# Referring expression data
>>>>>

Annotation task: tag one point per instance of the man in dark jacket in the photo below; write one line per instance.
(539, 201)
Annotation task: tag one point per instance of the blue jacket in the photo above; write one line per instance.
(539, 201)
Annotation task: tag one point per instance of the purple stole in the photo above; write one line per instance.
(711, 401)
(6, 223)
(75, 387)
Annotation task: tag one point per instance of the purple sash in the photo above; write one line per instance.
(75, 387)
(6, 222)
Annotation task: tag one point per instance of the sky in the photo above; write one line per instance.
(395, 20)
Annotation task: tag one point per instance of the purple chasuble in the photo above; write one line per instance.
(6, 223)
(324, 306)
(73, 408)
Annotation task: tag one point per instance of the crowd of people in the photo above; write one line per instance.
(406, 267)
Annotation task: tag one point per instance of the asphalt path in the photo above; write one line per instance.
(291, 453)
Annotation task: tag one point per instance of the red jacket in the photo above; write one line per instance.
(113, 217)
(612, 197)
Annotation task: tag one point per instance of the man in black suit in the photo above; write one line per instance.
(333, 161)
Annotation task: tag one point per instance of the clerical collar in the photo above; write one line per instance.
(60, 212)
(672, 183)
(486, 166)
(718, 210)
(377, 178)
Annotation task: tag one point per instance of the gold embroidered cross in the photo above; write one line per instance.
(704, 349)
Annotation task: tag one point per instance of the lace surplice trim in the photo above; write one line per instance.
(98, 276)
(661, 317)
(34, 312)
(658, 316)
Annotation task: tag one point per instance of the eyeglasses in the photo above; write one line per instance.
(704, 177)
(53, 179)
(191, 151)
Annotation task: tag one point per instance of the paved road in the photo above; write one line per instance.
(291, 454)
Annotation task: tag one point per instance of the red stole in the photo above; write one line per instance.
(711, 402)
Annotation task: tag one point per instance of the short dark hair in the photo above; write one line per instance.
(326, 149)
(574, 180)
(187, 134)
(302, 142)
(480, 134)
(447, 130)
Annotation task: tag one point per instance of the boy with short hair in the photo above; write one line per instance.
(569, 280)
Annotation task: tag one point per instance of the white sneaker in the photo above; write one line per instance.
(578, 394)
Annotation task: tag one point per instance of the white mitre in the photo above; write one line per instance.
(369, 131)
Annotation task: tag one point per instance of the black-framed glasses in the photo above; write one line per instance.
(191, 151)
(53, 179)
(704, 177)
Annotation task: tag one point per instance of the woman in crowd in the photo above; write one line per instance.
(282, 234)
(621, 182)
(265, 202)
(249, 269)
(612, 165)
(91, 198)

<<<<<

# Brief
Each of the entries must be set down again exactly.

# Written response
Annotation task: tag one point per instance of the man in dark jacket in the photo below; write one line per instance.
(539, 201)
Annotation task: tag one point per instance of the blue jacket in the photo above; write one line per instance.
(539, 201)
Annotation task: tag one point per instance of the purple stole in the photo above; write one line per instance.
(711, 401)
(6, 223)
(75, 387)
Annotation task: tag one point per instance of the purple sash in the photo above; write one line per instance.
(75, 387)
(6, 222)
Annotation task: tag one point per instance of the sky in the photo above; write one line per instance.
(395, 20)
Annotation task: tag one point per instance of the purple chasuble in the photo above; write one line per instance.
(6, 223)
(324, 306)
(73, 408)
Annotation task: tag one point per instance of the crowd of people in the photo above; write one line per instance.
(406, 267)
Annotation task: tag one point per instance of the asphalt path in the photo above; write one line per instance.
(291, 453)
Annotation task: tag one point per instance of the red jacket in the photo above; write one line per instance.
(113, 217)
(612, 197)
Annotation task: tag one point per instance of the man in black suit in the photo above; write one line per instance.
(333, 161)
Annotation task: tag one point per instance of the clerical collar in the photo above; write one line per instance.
(60, 212)
(672, 183)
(486, 166)
(718, 210)
(377, 178)
Annotation task: tag one point per instance of the gold embroidered cross in the photo above; write one line per instance.
(704, 349)
Annotation task: tag one point per instance of the lace surplice trim in the photo above; write one line per instance.
(98, 276)
(661, 317)
(34, 312)
(658, 316)
Annotation task: tag one point per instance of the eyeglasses in the photo above; write one line per instance.
(704, 177)
(53, 179)
(191, 151)
Annotation task: tag one point per instance of the paved road in the photo above; write one line per instance.
(291, 454)
Annotation task: tag one point per instance of the red stole in the photo above; write one line per instance.
(711, 402)
Annotation task: tag one point per instance of the short dark hair in the photo above; write one line per instance.
(326, 149)
(574, 180)
(187, 134)
(302, 142)
(480, 134)
(447, 130)
Annotation task: tag one point per instance of the boy with short hair in the photo above; write one line per instance.
(569, 280)
Annotation task: tag one point per instance of the white sneaker in the photo above; write one line per instance.
(578, 394)
Annotation task: tag one point per instance of the white mitre in the photo above; write one line per instance.
(369, 131)
Annotation task: tag one point per instance of the black-framed glasses in the photo above; write one line per instance.
(191, 151)
(53, 179)
(704, 177)
Annotation task: tag one point per instance of the woman in crowd in the photo above; write one line per instance.
(282, 234)
(621, 182)
(265, 202)
(249, 269)
(612, 165)
(91, 198)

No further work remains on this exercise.